Task statement:
Write the material out again exactly.

══════════

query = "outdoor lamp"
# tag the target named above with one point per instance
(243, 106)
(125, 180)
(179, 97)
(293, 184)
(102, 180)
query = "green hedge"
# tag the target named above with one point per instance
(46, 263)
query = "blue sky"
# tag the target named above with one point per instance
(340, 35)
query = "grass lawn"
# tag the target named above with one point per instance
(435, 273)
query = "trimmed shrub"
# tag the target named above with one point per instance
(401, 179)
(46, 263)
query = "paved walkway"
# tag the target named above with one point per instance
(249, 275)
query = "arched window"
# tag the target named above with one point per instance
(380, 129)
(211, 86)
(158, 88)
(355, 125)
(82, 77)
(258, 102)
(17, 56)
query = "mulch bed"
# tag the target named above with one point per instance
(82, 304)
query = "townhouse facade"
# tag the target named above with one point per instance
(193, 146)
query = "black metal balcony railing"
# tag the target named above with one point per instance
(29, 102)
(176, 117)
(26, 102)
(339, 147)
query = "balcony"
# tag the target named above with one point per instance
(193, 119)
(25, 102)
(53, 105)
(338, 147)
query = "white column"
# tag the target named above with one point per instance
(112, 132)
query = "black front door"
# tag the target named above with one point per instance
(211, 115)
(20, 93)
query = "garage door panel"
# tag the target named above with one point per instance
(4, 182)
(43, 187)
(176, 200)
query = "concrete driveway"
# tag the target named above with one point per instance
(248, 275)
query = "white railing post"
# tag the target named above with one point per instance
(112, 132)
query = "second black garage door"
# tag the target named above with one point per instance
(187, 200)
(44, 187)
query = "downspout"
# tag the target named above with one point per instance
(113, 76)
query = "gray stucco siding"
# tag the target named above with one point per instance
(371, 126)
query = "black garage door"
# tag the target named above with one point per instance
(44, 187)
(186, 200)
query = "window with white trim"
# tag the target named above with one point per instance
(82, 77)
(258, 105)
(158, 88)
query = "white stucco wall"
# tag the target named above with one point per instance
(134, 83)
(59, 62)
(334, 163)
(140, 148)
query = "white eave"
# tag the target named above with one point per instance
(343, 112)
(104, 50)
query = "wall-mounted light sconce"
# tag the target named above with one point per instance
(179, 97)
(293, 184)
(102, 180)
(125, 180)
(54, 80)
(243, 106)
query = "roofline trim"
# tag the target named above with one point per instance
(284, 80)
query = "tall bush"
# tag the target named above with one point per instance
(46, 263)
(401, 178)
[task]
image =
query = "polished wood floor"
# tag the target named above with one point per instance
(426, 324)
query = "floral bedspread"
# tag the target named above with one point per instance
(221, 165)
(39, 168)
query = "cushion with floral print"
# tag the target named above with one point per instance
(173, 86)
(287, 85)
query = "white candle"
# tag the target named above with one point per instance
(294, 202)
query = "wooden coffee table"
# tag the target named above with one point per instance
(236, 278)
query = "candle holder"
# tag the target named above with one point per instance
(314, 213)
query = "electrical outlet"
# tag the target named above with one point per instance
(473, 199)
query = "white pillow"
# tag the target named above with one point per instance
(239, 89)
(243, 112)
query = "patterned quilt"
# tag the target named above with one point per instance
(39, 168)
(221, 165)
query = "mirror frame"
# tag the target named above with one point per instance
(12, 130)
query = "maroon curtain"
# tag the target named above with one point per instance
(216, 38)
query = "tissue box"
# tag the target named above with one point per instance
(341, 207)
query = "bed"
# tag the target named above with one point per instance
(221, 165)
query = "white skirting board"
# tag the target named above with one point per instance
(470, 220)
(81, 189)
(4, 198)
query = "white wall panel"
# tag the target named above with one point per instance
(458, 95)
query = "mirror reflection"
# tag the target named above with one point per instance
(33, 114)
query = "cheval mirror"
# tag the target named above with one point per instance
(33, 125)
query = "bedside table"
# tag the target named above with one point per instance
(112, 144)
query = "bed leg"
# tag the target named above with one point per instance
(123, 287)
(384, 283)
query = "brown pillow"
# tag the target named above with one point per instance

══════════

Solution:
query = "outdoor lamp"
# tag the target named above with one point per instance
(243, 106)
(125, 180)
(179, 97)
(293, 184)
(102, 180)
query = "green hedge"
# tag the target named above with one point per instance
(46, 263)
query = "blue sky"
# tag the target named above with one point per instance
(340, 35)
query = "grass lawn"
# tag the target named above with one point per instance
(435, 273)
query = "trimmed shrub"
# tag the target named above with one point per instance
(401, 179)
(46, 263)
query = "paved walkway"
# tag the target named above with one point per instance
(249, 275)
query = "arched window"
# tag the target named above with one point per instance
(380, 129)
(211, 86)
(158, 88)
(355, 125)
(82, 77)
(258, 102)
(17, 56)
query = "mulch bed"
# tag the target named above with one point per instance
(82, 304)
query = "townhouse facade"
# tag the target named above with one point per instance
(193, 146)
query = "black metal balcony railing"
# tag the target named above with one point per instance
(29, 102)
(176, 117)
(26, 102)
(339, 147)
query = "balcony"
# tag the target named above with one point per instance
(193, 119)
(25, 102)
(53, 105)
(338, 147)
query = "white column"
# tag the target named above with one point per instance
(112, 132)
query = "black front door"
# tag the target named above with one point per instance
(211, 115)
(20, 93)
query = "garage door panel"
# tag the target named above with one point per instance
(4, 182)
(43, 187)
(176, 200)
query = "concrete driveway"
# tag the target named above with one point per instance
(248, 275)
query = "white railing post"
# tag the target named above with one point per instance
(112, 132)
query = "second black garage door"
# tag the target named above with one point per instance
(187, 200)
(44, 187)
query = "downspout"
# tag the target named above with one point per instance
(113, 76)
query = "gray stucco siding"
# tag the target named above with one point per instance
(371, 126)
query = "black garage door"
# tag the target named above with one point per instance
(44, 187)
(186, 200)
query = "window with white trim"
# tag the target named above with one point per instance
(82, 77)
(258, 105)
(158, 88)
query = "white stucco wall"
# tag the target named above with one point per instance
(134, 83)
(59, 62)
(334, 163)
(140, 148)
query = "white eave"
# tag the target named above with one point per instance
(343, 112)
(104, 50)
query = "wall-mounted light sconce"
# tag the target named above with one point per instance
(179, 97)
(293, 184)
(102, 180)
(125, 180)
(54, 80)
(243, 106)
query = "roofline trim"
# tag the target named above with one point per instance
(284, 80)
query = "tall bush"
# tag the target named above with one point per instance
(46, 263)
(401, 178)
[task]
image =
query = "polished wood floor"
# tag the target named above with one point per instance
(426, 324)
query = "floral bedspread"
# tag the target named above with one point per instance
(221, 165)
(39, 168)
query = "cushion with floral print"
# tag the target named above with one point per instance
(173, 86)
(287, 85)
query = "white candle"
# tag the target named above with one point per instance
(294, 202)
query = "wooden coffee table"
# tag the target named above with one point per instance
(236, 278)
query = "candle holder"
# tag the target named above with one point per instance
(314, 213)
query = "electrical outlet"
# tag the target named above with one point per instance
(473, 199)
query = "white pillow"
# tag the target named above with one point per instance
(239, 89)
(243, 112)
query = "patterned quilt"
# tag the target named above with one point per instance
(39, 168)
(221, 165)
query = "mirror frame"
# tag the target named above with one point per instance
(12, 130)
query = "maroon curtain"
# tag the target named above with one point per instance
(216, 38)
query = "tissue box"
# tag the target named above with one point per instance
(341, 207)
query = "bed"
# tag the target named above with one point per instance
(221, 165)
query = "white skirting board"
# tag the target named above with one point per instance
(470, 220)
(81, 189)
(4, 198)
query = "white wall panel"
# tag the target named above with one point per instance
(458, 95)
query = "mirror reflection"
# tag the target named above with one point per instance
(33, 114)
query = "cheval mirror"
# tag the target named above with one point per instance
(33, 125)
query = "bedside table"
# tag the target named above with one point per instance
(112, 144)
query = "bed leg"
# tag the target named above with one point per instance
(123, 287)
(384, 283)
query = "brown pillow"
# tag the target named above with one point per instance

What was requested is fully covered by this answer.